_Work instruction_: Write down each entry precisely as given.
*** Data Section Begins ***
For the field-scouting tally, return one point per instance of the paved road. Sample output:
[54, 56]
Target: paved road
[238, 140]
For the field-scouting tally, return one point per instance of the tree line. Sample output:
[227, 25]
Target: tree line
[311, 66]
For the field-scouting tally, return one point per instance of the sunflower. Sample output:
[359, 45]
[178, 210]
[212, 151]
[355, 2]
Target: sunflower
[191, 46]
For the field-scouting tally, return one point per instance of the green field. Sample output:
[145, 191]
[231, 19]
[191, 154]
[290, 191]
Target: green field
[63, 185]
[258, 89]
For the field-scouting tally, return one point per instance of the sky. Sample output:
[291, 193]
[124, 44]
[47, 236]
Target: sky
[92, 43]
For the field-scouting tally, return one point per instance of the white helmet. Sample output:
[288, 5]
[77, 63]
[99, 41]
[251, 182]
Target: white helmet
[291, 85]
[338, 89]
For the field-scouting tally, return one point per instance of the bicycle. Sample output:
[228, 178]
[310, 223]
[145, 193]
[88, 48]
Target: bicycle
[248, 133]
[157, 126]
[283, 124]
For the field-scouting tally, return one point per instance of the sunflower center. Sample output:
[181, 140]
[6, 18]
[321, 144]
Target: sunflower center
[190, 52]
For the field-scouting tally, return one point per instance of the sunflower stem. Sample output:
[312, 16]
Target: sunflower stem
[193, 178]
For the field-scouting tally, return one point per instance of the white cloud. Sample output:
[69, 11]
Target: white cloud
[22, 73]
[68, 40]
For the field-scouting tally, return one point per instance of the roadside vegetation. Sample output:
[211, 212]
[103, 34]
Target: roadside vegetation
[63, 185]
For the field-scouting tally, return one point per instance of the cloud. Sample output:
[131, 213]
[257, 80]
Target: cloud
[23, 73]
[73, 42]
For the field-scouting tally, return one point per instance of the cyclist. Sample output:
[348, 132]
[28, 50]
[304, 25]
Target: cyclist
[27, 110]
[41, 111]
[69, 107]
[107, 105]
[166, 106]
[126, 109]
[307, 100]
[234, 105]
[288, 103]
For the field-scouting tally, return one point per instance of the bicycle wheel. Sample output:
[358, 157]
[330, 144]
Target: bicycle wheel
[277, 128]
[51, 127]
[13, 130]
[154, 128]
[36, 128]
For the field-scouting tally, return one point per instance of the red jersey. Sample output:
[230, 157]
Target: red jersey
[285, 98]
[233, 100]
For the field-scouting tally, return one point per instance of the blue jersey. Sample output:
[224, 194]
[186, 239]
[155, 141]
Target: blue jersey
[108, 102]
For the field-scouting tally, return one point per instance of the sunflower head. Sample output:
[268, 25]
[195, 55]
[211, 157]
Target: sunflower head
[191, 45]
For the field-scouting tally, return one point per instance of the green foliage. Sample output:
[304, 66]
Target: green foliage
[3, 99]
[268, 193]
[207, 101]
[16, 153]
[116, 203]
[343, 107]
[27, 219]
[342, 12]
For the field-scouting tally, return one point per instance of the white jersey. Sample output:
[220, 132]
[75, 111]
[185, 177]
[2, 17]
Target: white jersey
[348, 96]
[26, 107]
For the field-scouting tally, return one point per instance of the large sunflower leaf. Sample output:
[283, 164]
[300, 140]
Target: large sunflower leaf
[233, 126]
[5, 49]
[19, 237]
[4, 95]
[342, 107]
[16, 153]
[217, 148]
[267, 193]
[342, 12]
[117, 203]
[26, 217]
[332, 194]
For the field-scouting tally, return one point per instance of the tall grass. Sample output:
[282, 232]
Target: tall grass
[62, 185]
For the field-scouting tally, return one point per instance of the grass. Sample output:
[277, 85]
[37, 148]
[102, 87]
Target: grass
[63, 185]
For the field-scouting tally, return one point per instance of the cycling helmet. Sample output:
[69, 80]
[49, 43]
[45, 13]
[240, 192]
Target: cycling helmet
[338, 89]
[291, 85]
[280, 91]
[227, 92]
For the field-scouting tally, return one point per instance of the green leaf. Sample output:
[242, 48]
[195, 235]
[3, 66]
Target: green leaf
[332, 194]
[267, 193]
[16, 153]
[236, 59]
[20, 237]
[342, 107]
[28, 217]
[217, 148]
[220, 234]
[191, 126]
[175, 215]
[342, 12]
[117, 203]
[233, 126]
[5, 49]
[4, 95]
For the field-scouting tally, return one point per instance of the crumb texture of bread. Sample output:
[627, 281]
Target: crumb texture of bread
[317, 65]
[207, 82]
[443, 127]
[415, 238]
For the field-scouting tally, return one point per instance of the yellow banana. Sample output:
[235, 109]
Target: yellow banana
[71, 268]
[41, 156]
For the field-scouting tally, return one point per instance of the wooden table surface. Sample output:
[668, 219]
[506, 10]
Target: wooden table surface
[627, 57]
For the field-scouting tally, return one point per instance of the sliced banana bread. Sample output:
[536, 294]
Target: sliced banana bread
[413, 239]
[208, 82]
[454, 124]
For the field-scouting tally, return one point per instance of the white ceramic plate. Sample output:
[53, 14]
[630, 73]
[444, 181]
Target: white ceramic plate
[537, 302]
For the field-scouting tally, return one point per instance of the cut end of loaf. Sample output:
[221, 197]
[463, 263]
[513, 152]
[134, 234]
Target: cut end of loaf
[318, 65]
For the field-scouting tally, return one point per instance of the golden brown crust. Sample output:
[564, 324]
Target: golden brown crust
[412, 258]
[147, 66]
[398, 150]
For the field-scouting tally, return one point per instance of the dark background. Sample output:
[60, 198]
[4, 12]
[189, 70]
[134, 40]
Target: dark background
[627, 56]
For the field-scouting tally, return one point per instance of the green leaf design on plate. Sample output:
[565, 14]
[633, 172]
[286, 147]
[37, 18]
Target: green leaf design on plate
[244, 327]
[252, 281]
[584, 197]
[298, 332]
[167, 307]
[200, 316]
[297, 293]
*** Data Section Ends ***
_Solution to this problem_:
For the field-scouting tally, return one point per instance of the paved road. Sample output:
[54, 56]
Target: paved road
[238, 140]
For the field-scouting tally, return one point per instance of the tree line. Sample output:
[227, 25]
Target: tree line
[311, 66]
For the field-scouting tally, return one point per instance of the sunflower. Sample output:
[359, 45]
[178, 210]
[212, 151]
[355, 2]
Target: sunflower
[191, 46]
For the field-scouting tally, return one point per instance of the green field. Sample output:
[145, 191]
[231, 19]
[191, 154]
[290, 191]
Target: green field
[63, 185]
[258, 89]
For the field-scouting tally, return one point per instance of the sky. Sample output:
[291, 193]
[124, 44]
[47, 236]
Target: sky
[92, 43]
For the field-scouting tally, return one point per instance of the white helmet. Sample output:
[288, 5]
[77, 63]
[99, 41]
[251, 182]
Target: white helmet
[291, 85]
[338, 89]
For the field-scouting tally, return one point per instance of the bicycle. Sample output:
[228, 178]
[310, 223]
[145, 193]
[88, 48]
Target: bicycle
[248, 133]
[157, 126]
[283, 124]
For the field-scouting tally, return one point per instance of the sunflower center. Sample output:
[181, 140]
[6, 18]
[321, 144]
Target: sunflower center
[190, 52]
For the field-scouting tally, return one point per instance of the sunflower stem. Sample output:
[312, 16]
Target: sunflower stem
[193, 178]
For the field-scouting tally, return one point per instance of the white cloud. Sample output:
[69, 11]
Target: white cloud
[22, 73]
[68, 40]
For the field-scouting tally, return one point per instance of the roadside vegetation. Sample output:
[211, 212]
[103, 34]
Target: roadside vegetation
[63, 185]
For the field-scouting tally, return one point per instance of the cloud. Sample output:
[131, 213]
[257, 80]
Target: cloud
[23, 73]
[73, 42]
For the field-scouting tally, return one point per instance of the cyclist. Sample output:
[348, 132]
[28, 50]
[304, 25]
Target: cyclist
[27, 110]
[41, 111]
[69, 107]
[107, 105]
[166, 106]
[126, 109]
[307, 100]
[234, 105]
[288, 103]
For the field-scouting tally, return one point per instance of the bicycle wheel. Sample output:
[358, 157]
[330, 144]
Target: bicycle wheel
[277, 128]
[51, 127]
[13, 130]
[154, 128]
[36, 128]
For the field-scouting tally, return one point per instance of the red jersey. Sample output:
[230, 157]
Target: red jersey
[285, 98]
[233, 100]
For the field-scouting tally, return one point per instance of the blue jersey. Sample output:
[224, 194]
[186, 239]
[155, 141]
Target: blue jersey
[108, 102]
For the field-scouting tally, return one point per instance of the sunflower head. Sample output:
[268, 25]
[195, 55]
[211, 157]
Target: sunflower head
[191, 45]
For the field-scouting tally, return one point per instance of the green foliage. Sample output:
[304, 66]
Target: green foliage
[3, 99]
[268, 193]
[207, 101]
[16, 153]
[116, 203]
[343, 107]
[27, 219]
[342, 12]
For the field-scouting tally, return one point per instance of the white jersey. Sample output:
[220, 132]
[75, 111]
[185, 177]
[2, 17]
Target: white jersey
[348, 96]
[26, 107]
For the field-scouting tally, return one point per instance of the large sunflower leaf. Sample output:
[283, 164]
[300, 140]
Target: large sunflower leaf
[233, 126]
[5, 49]
[19, 237]
[4, 95]
[342, 107]
[16, 153]
[217, 148]
[267, 193]
[342, 12]
[117, 203]
[26, 217]
[332, 194]
For the field-scouting tally, return one point per instance of the tall grass. Sample output:
[282, 232]
Target: tall grass
[62, 185]
For the field-scouting tally, return one point per instance of the grass. Sample output:
[277, 85]
[37, 148]
[102, 87]
Target: grass
[63, 185]
For the field-scouting tally, return one point per instance of the cycling helmet. Sample output:
[69, 80]
[49, 43]
[45, 13]
[240, 192]
Target: cycling helmet
[338, 89]
[291, 85]
[280, 91]
[227, 92]
For the field-scouting tally, return one point per instance of the green leaf. Sample output:
[242, 48]
[195, 235]
[3, 66]
Target: green leaf
[332, 194]
[267, 193]
[16, 153]
[236, 59]
[20, 237]
[342, 107]
[28, 217]
[217, 148]
[220, 234]
[191, 126]
[175, 215]
[342, 12]
[117, 203]
[233, 126]
[5, 49]
[4, 95]
For the field-scouting tally, return one point per instance of the crumb texture of bread. Sample output:
[627, 281]
Target: crumb texture of bread
[317, 65]
[207, 82]
[443, 127]
[415, 238]
For the field-scouting tally, return one point per instance of the yellow banana. Sample output:
[235, 109]
Target: yellow banana
[71, 268]
[41, 156]
For the field-scouting tally, return one point per instance of the wooden table surface. Sample output:
[668, 219]
[506, 10]
Target: wooden table surface
[627, 57]
For the field-scouting tally, return one point per instance of the sliced banana bread. Sample output:
[536, 294]
Target: sliced banana bread
[413, 239]
[208, 82]
[454, 124]
For the field-scouting tally, return one point per instance of the white ceramic plate. Sample output:
[53, 14]
[630, 73]
[444, 181]
Target: white ceramic plate
[537, 302]
For the field-scouting tally, return one point per instance of the cut end of loaf. Sample output:
[221, 197]
[463, 263]
[513, 152]
[134, 234]
Target: cut end of loaf
[318, 65]
For the field-scouting tally, return one point per instance of the golden brown crust. Sample output:
[564, 324]
Target: golden brown crust
[412, 258]
[147, 66]
[398, 150]
For the field-scouting tally, return one point per instance of the dark background. Sample output:
[60, 198]
[4, 12]
[189, 70]
[134, 40]
Target: dark background
[627, 56]
For the field-scouting tally, return one point per instance of the green leaf design on plate. Sample output:
[565, 14]
[633, 172]
[286, 147]
[37, 18]
Target: green leaf design on plate
[244, 327]
[252, 281]
[584, 197]
[298, 332]
[167, 307]
[200, 316]
[297, 293]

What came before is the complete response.